_DATA EXTRACT_:

- Opening Delimiter -

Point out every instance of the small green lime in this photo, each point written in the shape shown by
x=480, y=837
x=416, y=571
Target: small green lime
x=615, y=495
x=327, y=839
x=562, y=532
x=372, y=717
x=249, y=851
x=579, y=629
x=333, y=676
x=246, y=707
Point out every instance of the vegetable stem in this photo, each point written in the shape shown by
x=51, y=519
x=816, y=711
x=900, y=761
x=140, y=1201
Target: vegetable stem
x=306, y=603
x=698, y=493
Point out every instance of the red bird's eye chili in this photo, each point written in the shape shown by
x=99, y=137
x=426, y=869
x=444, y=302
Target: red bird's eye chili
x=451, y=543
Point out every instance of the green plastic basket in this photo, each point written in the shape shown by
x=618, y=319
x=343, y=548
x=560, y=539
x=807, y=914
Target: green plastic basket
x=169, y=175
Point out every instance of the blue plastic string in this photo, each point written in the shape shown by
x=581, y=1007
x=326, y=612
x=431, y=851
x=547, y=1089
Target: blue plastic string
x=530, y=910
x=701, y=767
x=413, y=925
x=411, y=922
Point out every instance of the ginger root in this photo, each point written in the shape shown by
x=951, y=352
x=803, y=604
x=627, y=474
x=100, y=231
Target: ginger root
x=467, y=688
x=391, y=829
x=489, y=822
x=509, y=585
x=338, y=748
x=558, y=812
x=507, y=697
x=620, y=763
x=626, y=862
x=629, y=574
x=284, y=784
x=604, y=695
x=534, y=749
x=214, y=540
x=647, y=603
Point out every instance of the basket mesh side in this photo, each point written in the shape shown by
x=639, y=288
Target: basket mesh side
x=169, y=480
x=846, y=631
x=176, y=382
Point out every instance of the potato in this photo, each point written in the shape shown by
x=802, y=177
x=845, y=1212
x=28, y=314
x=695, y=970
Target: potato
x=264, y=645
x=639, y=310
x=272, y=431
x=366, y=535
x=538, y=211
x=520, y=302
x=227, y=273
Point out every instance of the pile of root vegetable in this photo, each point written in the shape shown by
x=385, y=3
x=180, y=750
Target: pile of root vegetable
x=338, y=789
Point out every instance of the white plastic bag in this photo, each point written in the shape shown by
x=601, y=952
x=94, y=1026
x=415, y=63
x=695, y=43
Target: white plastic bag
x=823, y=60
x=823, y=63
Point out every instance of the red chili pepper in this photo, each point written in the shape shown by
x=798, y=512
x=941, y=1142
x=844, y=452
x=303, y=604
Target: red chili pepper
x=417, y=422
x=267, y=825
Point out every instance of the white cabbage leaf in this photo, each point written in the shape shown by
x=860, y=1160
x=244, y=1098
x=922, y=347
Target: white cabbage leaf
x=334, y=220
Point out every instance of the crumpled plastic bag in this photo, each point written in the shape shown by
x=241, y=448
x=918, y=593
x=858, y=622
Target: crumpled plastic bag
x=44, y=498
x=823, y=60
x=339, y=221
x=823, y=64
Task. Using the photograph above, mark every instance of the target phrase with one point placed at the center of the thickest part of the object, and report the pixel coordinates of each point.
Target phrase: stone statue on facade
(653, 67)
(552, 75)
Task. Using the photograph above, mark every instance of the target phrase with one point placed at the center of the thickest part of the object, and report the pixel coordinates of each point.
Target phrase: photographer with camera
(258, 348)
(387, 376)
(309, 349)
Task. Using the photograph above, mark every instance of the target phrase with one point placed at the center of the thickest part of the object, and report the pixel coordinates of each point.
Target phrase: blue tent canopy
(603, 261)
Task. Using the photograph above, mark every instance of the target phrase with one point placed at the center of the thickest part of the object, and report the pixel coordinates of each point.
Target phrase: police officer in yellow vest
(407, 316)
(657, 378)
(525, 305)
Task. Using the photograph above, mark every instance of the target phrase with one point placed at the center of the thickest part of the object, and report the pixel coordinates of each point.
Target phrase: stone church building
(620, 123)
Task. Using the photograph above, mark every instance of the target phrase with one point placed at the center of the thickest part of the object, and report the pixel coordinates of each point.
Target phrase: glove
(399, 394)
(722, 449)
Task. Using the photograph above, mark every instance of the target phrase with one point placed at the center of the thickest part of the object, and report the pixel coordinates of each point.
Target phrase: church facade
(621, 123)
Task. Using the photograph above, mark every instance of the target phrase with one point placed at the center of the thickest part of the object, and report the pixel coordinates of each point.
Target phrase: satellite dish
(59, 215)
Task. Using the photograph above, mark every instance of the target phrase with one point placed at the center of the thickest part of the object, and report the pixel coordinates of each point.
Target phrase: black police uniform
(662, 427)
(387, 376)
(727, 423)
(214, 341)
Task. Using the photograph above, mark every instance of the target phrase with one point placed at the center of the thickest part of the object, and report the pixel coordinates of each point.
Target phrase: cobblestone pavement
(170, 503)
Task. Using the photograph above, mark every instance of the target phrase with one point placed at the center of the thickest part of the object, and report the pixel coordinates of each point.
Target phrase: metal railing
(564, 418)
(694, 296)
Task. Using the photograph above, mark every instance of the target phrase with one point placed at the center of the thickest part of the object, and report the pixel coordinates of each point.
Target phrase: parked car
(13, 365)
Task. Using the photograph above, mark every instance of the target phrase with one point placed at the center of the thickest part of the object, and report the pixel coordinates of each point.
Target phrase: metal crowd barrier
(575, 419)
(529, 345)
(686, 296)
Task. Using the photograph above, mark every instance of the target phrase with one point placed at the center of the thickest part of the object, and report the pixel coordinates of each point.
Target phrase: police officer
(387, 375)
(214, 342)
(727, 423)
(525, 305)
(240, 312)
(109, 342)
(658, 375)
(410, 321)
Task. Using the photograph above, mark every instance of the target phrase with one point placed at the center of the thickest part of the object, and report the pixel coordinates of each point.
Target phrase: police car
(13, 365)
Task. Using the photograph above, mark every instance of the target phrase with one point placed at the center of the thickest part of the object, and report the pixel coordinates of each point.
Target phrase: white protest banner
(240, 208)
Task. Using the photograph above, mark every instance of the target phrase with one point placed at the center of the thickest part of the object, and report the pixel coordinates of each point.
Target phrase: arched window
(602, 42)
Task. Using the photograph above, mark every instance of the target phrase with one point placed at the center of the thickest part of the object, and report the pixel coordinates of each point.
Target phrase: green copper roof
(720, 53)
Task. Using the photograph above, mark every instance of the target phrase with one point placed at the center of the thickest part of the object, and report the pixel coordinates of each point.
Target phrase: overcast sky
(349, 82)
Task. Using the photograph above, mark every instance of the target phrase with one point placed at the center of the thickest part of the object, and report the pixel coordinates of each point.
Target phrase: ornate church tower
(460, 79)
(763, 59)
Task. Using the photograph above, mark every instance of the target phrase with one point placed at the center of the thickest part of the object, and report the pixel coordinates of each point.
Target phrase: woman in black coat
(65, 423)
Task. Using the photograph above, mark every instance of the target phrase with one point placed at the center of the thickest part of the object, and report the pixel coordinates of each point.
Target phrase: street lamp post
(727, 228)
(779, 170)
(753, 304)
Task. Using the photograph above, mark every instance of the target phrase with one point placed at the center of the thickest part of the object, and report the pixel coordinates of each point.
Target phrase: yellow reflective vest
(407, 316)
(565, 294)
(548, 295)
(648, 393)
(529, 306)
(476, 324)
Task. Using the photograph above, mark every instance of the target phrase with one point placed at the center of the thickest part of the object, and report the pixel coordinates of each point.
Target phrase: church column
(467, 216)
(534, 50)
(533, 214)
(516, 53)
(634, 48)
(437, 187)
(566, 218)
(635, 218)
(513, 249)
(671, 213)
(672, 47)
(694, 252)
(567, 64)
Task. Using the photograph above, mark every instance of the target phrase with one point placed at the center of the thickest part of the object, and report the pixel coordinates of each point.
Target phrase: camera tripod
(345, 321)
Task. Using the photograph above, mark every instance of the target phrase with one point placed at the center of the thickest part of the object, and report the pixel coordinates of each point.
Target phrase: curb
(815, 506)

- Closing Delimiter -

_WHAT THE EXERCISE ASKS_: Each line of the material must be copied exactly.

_RESULT FOR THIS EXERCISE_:
Point out every instance of the small green lime in this photo, each point written in the shape shown by
x=480, y=837
x=416, y=571
Target: small green lime
x=615, y=495
x=327, y=839
x=562, y=532
x=372, y=717
x=249, y=851
x=579, y=629
x=333, y=676
x=246, y=707
Point out every instance of the vegetable stem in this photo, each point written in the shape shown by
x=51, y=519
x=816, y=711
x=900, y=761
x=140, y=1201
Target: vegetable stem
x=306, y=603
x=698, y=493
Point out every instance of the red bird's eye chili in this photo, each point written in the shape shown by
x=99, y=137
x=426, y=869
x=444, y=302
Target: red bird's eye chili
x=451, y=543
Point out every instance of the green plastic basket in this photo, each point written in the shape shown by
x=618, y=319
x=343, y=548
x=560, y=539
x=807, y=914
Target: green plastic basket
x=169, y=175
Point out every instance of the blue plastic string in this photo, each point written in the shape shown by
x=581, y=1007
x=326, y=612
x=431, y=851
x=547, y=1089
Target: blue plastic string
x=530, y=910
x=701, y=767
x=413, y=925
x=411, y=922
Point out every instance of the ginger root in this photo, each point written in the shape shown by
x=951, y=352
x=803, y=604
x=627, y=474
x=100, y=231
Target: ginger root
x=467, y=688
x=391, y=829
x=489, y=822
x=509, y=585
x=338, y=748
x=558, y=812
x=507, y=697
x=620, y=763
x=626, y=862
x=629, y=574
x=284, y=784
x=604, y=695
x=534, y=749
x=214, y=540
x=647, y=603
Point out every instance of the basket mesh side in this photo, each point written in the shape shown by
x=639, y=288
Target: basket mesh side
x=169, y=480
x=846, y=631
x=176, y=382
Point out every instance of the potato in this photo, each point written in the shape shown by
x=802, y=177
x=845, y=1212
x=28, y=314
x=695, y=970
Target: potato
x=264, y=645
x=639, y=310
x=272, y=431
x=366, y=535
x=538, y=211
x=520, y=302
x=227, y=273
Point out every instance of the pile of root vegetable in this photo, each point written in the shape shown by
x=385, y=3
x=180, y=750
Target: pile of root vegetable
x=338, y=789
Point out every instance of the white plastic bag in this photo, each point written in the shape shown by
x=601, y=952
x=94, y=1026
x=415, y=63
x=695, y=43
Target: white plastic bag
x=823, y=60
x=823, y=63
Point out every instance of the red chili pepper in this photo, each point written in the shape shown by
x=798, y=512
x=941, y=1142
x=844, y=452
x=303, y=604
Target: red chili pepper
x=417, y=422
x=267, y=825
Point out every instance of the white cabbage leaf in this photo, each point written in the shape shown by
x=860, y=1160
x=244, y=1098
x=922, y=347
Target: white cabbage leaf
x=334, y=220
Point out every instance of the crumpled plastic bag in this photo, each point written in the shape shown by
x=241, y=448
x=918, y=593
x=858, y=622
Target: crumpled plastic bag
x=44, y=498
x=823, y=60
x=339, y=221
x=823, y=64
Task. Using the photograph above, mark every instance of the target phrase with one point placed at the center of the thickest part of the object, and report the pixel coordinates of each point.
Target phrase: stone statue on facade
(653, 67)
(552, 75)
Task. Using the photograph above, mark every instance of the target phrase with one point placed at the center of the thickest part of the object, and report the pixel coordinates of each point.
Target phrase: photographer with camera
(258, 348)
(387, 376)
(309, 349)
Task. Using the photograph above, mark every instance of the target phrase with one point placed at the center of the thickest part of the object, and report the pixel coordinates of each point.
Target phrase: blue tent canopy
(603, 261)
Task. Using the photograph above, mark every instance of the target phrase with one point placed at the center of the thickest part of the object, and report the pixel coordinates of each point.
Target phrase: police officer in yellow vest
(407, 316)
(657, 378)
(525, 305)
Task. Using the photograph above, mark every instance of the target phrase with one point placed at the center of the thickest part of the object, and report the pixel coordinates of each point.
Target phrase: stone church building
(620, 123)
Task. Using the photograph above, mark every instance of the target phrase with one point placed at the center of the thickest part of the object, and report the pixel coordinates of each point.
Target phrase: glove
(399, 394)
(722, 449)
Task. Using the photograph above, mark every instance of the target phrase with one point placed at the center of the thickest part of the object, and report the pixel coordinates of each point.
Target phrase: church facade
(621, 123)
Task. Using the photograph above, mark every instance of the target phrase with one point placed at the center of the thickest part of the object, and report the pixel coordinates of each point.
Target phrase: satellite dish
(59, 215)
Task. Using the photograph above, mark every instance of the target phrase with one point placed at the center of the thickest part of the object, and report the pixel coordinates of each point.
Target phrase: black police uniform
(662, 427)
(387, 376)
(727, 423)
(214, 341)
Task. Using the photograph above, mark every instance of the target phrase with one point placed at the center of the thickest part of the object, and report the pixel coordinates of each point.
Target phrase: cobblestone pavement
(170, 503)
Task. Using the photograph above, mark every instance of the target phrase with one point placed at the center of the thickest part of the object, and report the pixel coordinates of each point.
Target phrase: metal railing
(564, 418)
(694, 296)
Task. Using the photograph above, mark every instance of the target phrase with one point placed at the center of the thickest part of the object, and report the pixel coordinates of each point.
Target phrase: parked car
(13, 365)
Task. Using the photograph above, mark every instance of the target phrase with one point placed at the center of the thickest part of the object, and report the pixel coordinates of each point.
Target phrase: metal crowd barrier
(575, 419)
(529, 345)
(686, 296)
Task. Using the photograph above, mark every instance of the target phrase with one point placed at the center of the thickest part of the object, and report the pixel coordinates of each point.
Target phrase: police officer
(387, 375)
(214, 342)
(727, 423)
(525, 305)
(240, 312)
(109, 342)
(658, 375)
(410, 321)
Task. Using the photograph above, mark every instance of the target phrase with one point placed at the center of the thickest part of the object, and report the pixel coordinates of each point.
Target phrase: police car
(13, 365)
Task. Using the photograph above, mark every instance of the target phrase with one point placed at the center of the thickest part of the object, and report the pixel coordinates of each point.
Target phrase: white protest banner
(240, 208)
Task. Using the photograph above, mark every instance of the target phrase with one point placed at the center of the thickest part of the object, and report the pixel coordinates of each point.
Target phrase: arched window
(602, 42)
Task. Using the photograph above, mark every instance of the target phrase with one point placed at the center of the thickest part of the object, and report the pixel coordinates of each point.
Target phrase: green copper roof
(720, 53)
Task. Using the photograph above, mark every instance of the target phrase with one point placed at the center of the thickest part of the object, and report the pixel coordinates of each point.
Target phrase: overcast sky
(349, 82)
Task. Using the photograph above, mark every instance of the target phrase with one point placed at the center of the thickest part of the object, and report the pixel coordinates of each point.
Target phrase: ornate church tower
(460, 79)
(763, 59)
Task. Using the photograph above, mark every instance of the target phrase with one point placed at the center of the thickest part of the object, and report the pixel coordinates of each point.
Target phrase: woman in black coat
(65, 423)
Task. Using the photograph above, mark every instance of the target phrase with one point placed at the center of the thickest part of the object, and report the pixel coordinates of each point.
Target phrase: street lamp post
(727, 228)
(779, 170)
(753, 304)
Task. Using the photograph above, mark every instance of the target phrase with one point placed at the center of the thickest part of the object, and report the pixel coordinates of each point.
Target phrase: yellow reflective vest
(407, 316)
(565, 294)
(548, 295)
(648, 393)
(529, 306)
(476, 324)
Task. Using the photograph above, mark every instance of the target phrase with one point placed at the center of the thickest part of the object, and report the pixel coordinates of each point.
Target phrase: church column
(467, 216)
(534, 50)
(533, 214)
(516, 53)
(634, 48)
(437, 187)
(566, 218)
(635, 218)
(513, 249)
(671, 213)
(672, 47)
(694, 252)
(567, 64)
Task. Using the photograph above, mark every instance of the target phrase with one point placed at the center of the thickest part of the object, and report the pixel coordinates of each point.
Target phrase: camera tripod
(345, 321)
Task. Using the photograph above, mark every instance of the target phrase with one point placed at the center of the thickest part of the object, and report the pixel coordinates of each point.
Target phrase: curb
(815, 506)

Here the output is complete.